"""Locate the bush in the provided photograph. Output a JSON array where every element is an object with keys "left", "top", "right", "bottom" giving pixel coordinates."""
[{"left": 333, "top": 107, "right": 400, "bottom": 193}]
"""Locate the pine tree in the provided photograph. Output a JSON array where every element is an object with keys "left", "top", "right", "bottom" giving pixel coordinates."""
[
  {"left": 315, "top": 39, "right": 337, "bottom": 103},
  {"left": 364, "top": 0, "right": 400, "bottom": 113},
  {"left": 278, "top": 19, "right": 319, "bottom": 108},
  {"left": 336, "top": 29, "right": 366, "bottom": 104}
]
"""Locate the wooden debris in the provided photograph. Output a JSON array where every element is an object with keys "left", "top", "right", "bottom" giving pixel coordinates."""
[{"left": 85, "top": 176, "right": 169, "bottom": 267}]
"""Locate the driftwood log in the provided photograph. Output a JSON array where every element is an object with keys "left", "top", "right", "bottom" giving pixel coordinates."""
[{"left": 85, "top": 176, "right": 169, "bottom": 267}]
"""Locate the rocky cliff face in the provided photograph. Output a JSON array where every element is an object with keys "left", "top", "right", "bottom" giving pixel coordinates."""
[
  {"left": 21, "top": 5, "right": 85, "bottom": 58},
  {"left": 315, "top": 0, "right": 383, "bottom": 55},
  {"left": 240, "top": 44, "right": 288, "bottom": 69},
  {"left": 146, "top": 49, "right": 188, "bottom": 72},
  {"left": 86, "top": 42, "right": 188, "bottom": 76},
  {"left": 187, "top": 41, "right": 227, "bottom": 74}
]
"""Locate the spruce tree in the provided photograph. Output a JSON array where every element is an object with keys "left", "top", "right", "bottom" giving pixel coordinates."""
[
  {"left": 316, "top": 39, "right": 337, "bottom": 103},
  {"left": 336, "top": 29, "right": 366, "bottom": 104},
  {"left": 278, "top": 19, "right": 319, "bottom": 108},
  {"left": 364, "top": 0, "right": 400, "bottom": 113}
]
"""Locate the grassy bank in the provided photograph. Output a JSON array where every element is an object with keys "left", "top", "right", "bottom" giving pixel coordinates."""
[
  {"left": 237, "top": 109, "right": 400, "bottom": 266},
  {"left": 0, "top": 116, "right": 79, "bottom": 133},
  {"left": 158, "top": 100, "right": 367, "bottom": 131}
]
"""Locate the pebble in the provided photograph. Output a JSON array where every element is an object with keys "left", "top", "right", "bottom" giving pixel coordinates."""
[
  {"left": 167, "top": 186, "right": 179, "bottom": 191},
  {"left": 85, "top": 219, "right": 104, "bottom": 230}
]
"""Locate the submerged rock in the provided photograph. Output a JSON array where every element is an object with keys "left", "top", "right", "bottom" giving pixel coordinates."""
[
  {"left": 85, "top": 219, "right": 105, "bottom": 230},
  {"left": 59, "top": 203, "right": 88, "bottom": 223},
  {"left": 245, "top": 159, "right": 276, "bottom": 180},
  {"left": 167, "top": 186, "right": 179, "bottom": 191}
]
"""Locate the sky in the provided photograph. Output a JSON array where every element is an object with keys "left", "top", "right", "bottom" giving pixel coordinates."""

## THE PROBLEM
Write every entry out again, exactly as it stands.

## TASK RESPONSE
"""Locate the bush in the provided photograph. Output a JSON array where every element is an object with keys "left", "top", "right", "bottom" giving pixel coordinates."""
[{"left": 333, "top": 107, "right": 400, "bottom": 193}]
"""Locate the pine tree in the provided photograph. Output a JSON array where every element is an object with keys "left", "top", "right", "bottom" giving pixel coordinates."""
[
  {"left": 315, "top": 39, "right": 337, "bottom": 103},
  {"left": 364, "top": 0, "right": 400, "bottom": 113},
  {"left": 278, "top": 19, "right": 319, "bottom": 108},
  {"left": 336, "top": 29, "right": 366, "bottom": 104}
]
"""Locate the wooden debris in the provided photograph. Output a JSON array where every element is an object with keys "left", "top", "right", "bottom" giving pixel coordinates."""
[{"left": 85, "top": 176, "right": 169, "bottom": 267}]
"""Locate the driftwood log in the provided photograph. Output a JSON array where every element is an object with keys "left", "top", "right", "bottom" giving pixel coordinates."""
[{"left": 85, "top": 176, "right": 169, "bottom": 267}]
"""Locate the rocky cliff face in the provided photograph. Output a JSON array where every element is an object with keys "left", "top", "right", "bottom" giving pixel coordinates."""
[
  {"left": 21, "top": 5, "right": 85, "bottom": 58},
  {"left": 315, "top": 0, "right": 383, "bottom": 55},
  {"left": 240, "top": 44, "right": 288, "bottom": 69},
  {"left": 146, "top": 49, "right": 188, "bottom": 72},
  {"left": 86, "top": 42, "right": 188, "bottom": 76},
  {"left": 187, "top": 41, "right": 227, "bottom": 74}
]
"""Locate the spruce tree in the provided photograph. Output a JSON array where every element is an object with keys "left", "top", "right", "bottom" giving pixel coordinates."""
[
  {"left": 316, "top": 39, "right": 337, "bottom": 103},
  {"left": 336, "top": 29, "right": 366, "bottom": 104},
  {"left": 278, "top": 19, "right": 319, "bottom": 108},
  {"left": 364, "top": 0, "right": 400, "bottom": 113}
]
"""Locate the grassy bank in the provided photograph. Output a JSON array where every element is an object with keys "left", "top", "right", "bottom" giving pixel coordinates."""
[
  {"left": 237, "top": 109, "right": 400, "bottom": 266},
  {"left": 0, "top": 116, "right": 79, "bottom": 133},
  {"left": 158, "top": 100, "right": 367, "bottom": 131}
]
"""Locate the pebble in the provided photograph. Output a JSON array where every element is an object with keys "left", "top", "right", "bottom" giving pixel coordinates."""
[
  {"left": 167, "top": 186, "right": 179, "bottom": 191},
  {"left": 85, "top": 219, "right": 104, "bottom": 230}
]
"""Locate the submerged rock in the provided photograph. Output a JSON array where every element is an object with keys "left", "top", "right", "bottom" giving pixel coordinates."""
[
  {"left": 85, "top": 219, "right": 105, "bottom": 230},
  {"left": 59, "top": 203, "right": 88, "bottom": 223},
  {"left": 245, "top": 159, "right": 276, "bottom": 180},
  {"left": 167, "top": 186, "right": 179, "bottom": 191}
]
"""Locate the sky in the provided photograph. Output a JSON array where every element is an object with keys "left", "top", "right", "bottom" giving pixel coordinates."""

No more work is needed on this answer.